## Exercise prompt
List every line in the records below that contains the string "pink". Matching is case-sensitive.

*** Supplied data

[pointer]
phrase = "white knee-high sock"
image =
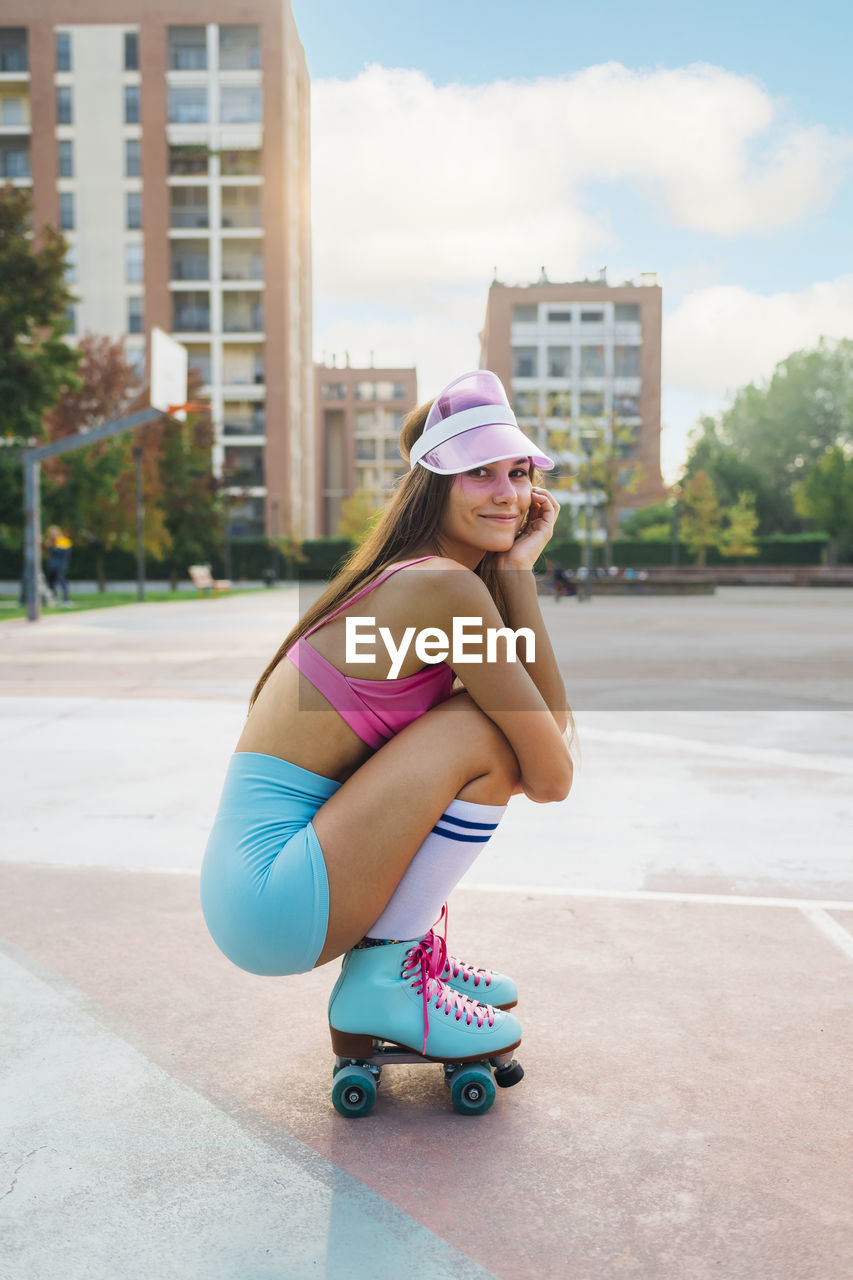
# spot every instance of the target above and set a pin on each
(450, 849)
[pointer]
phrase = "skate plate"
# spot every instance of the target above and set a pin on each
(471, 1083)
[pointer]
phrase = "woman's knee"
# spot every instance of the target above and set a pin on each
(496, 764)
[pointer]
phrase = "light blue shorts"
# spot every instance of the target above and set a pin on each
(264, 887)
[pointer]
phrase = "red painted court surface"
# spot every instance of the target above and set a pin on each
(680, 929)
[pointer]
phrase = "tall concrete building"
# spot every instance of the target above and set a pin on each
(359, 412)
(584, 355)
(170, 145)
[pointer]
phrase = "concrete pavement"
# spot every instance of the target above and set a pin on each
(680, 928)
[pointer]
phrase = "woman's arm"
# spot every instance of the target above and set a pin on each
(519, 588)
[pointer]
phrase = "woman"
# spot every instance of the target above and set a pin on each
(356, 801)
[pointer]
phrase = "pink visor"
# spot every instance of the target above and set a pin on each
(470, 424)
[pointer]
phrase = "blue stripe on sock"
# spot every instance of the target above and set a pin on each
(463, 822)
(456, 835)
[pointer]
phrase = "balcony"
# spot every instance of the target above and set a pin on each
(14, 159)
(14, 60)
(188, 208)
(242, 365)
(238, 49)
(243, 465)
(14, 109)
(190, 260)
(187, 49)
(242, 260)
(191, 312)
(241, 206)
(242, 312)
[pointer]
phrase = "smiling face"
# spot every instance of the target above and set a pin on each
(486, 508)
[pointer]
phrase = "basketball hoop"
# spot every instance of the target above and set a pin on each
(188, 407)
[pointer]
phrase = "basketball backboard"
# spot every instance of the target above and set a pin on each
(168, 368)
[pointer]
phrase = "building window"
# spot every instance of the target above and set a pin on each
(190, 312)
(135, 315)
(626, 361)
(525, 403)
(187, 104)
(560, 405)
(626, 406)
(333, 391)
(131, 51)
(133, 202)
(188, 206)
(559, 361)
(63, 50)
(64, 110)
(190, 260)
(241, 206)
(13, 49)
(238, 164)
(525, 362)
(14, 158)
(133, 264)
(187, 49)
(65, 158)
(186, 161)
(592, 403)
(12, 112)
(240, 104)
(132, 158)
(67, 211)
(592, 361)
(131, 104)
(238, 49)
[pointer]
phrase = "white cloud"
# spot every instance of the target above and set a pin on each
(724, 337)
(419, 187)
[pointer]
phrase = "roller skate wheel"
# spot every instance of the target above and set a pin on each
(471, 1091)
(354, 1091)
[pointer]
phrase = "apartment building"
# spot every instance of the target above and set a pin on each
(583, 357)
(359, 415)
(170, 145)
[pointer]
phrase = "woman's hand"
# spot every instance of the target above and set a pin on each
(529, 544)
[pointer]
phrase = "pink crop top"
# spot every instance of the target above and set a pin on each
(375, 709)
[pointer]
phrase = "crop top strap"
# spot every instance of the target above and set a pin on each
(365, 590)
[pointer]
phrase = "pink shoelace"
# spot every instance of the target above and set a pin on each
(424, 964)
(454, 967)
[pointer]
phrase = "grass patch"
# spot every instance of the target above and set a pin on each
(82, 603)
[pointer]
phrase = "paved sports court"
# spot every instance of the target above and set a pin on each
(680, 928)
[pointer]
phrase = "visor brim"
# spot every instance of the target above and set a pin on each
(479, 447)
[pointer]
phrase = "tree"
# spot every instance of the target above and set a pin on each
(359, 513)
(739, 535)
(770, 435)
(91, 492)
(826, 496)
(35, 360)
(699, 526)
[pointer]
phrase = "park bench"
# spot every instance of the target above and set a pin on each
(204, 580)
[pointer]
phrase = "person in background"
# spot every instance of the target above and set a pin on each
(58, 561)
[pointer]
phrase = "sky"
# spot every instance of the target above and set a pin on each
(711, 144)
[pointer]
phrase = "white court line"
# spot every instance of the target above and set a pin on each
(802, 904)
(829, 927)
(728, 750)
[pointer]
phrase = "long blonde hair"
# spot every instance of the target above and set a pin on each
(411, 521)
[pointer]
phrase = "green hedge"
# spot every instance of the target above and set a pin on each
(251, 558)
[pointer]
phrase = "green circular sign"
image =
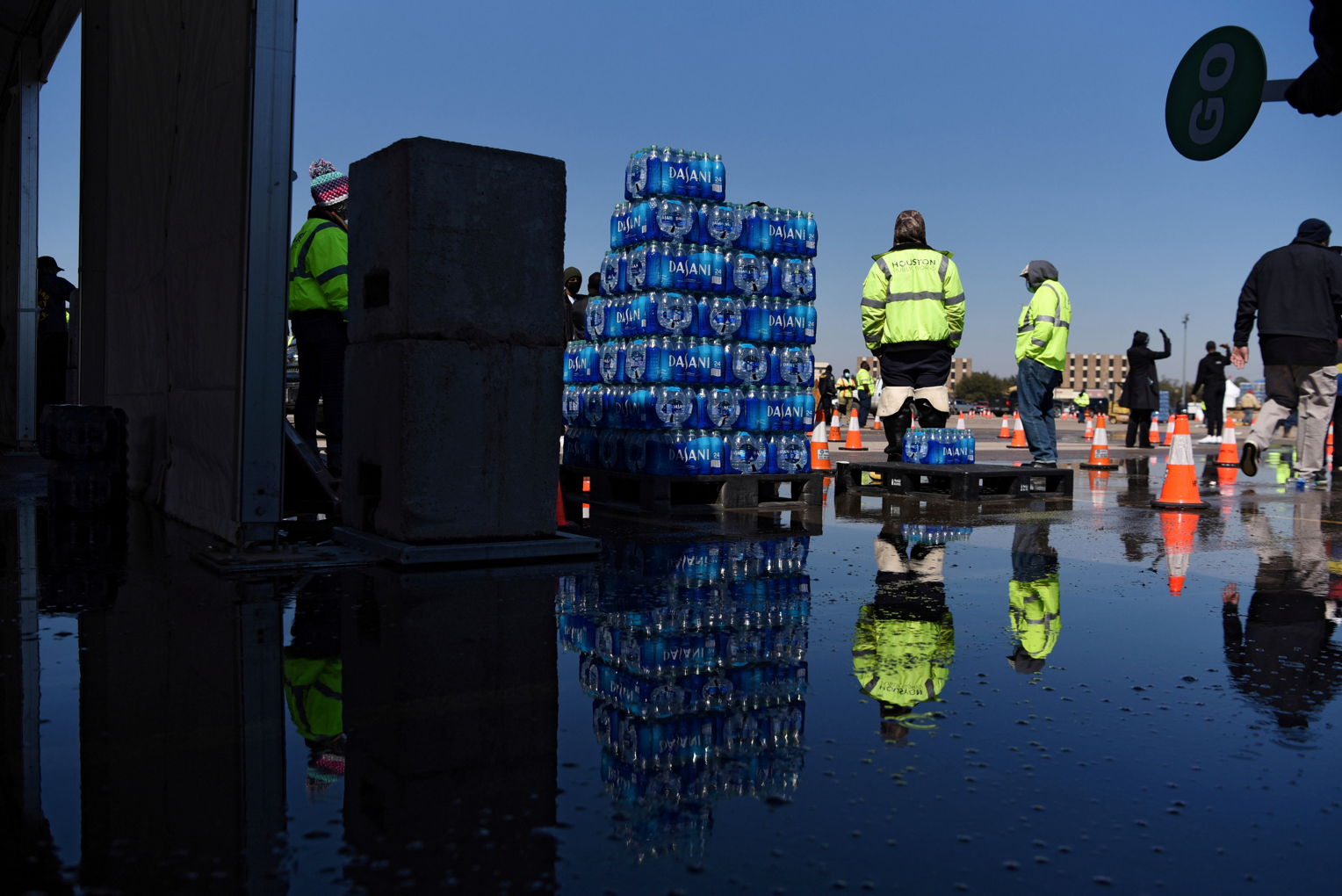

******

## Answer for the task
phrase = "pink visor"
phrase = "pink crop top"
phrase = "pink shoelace"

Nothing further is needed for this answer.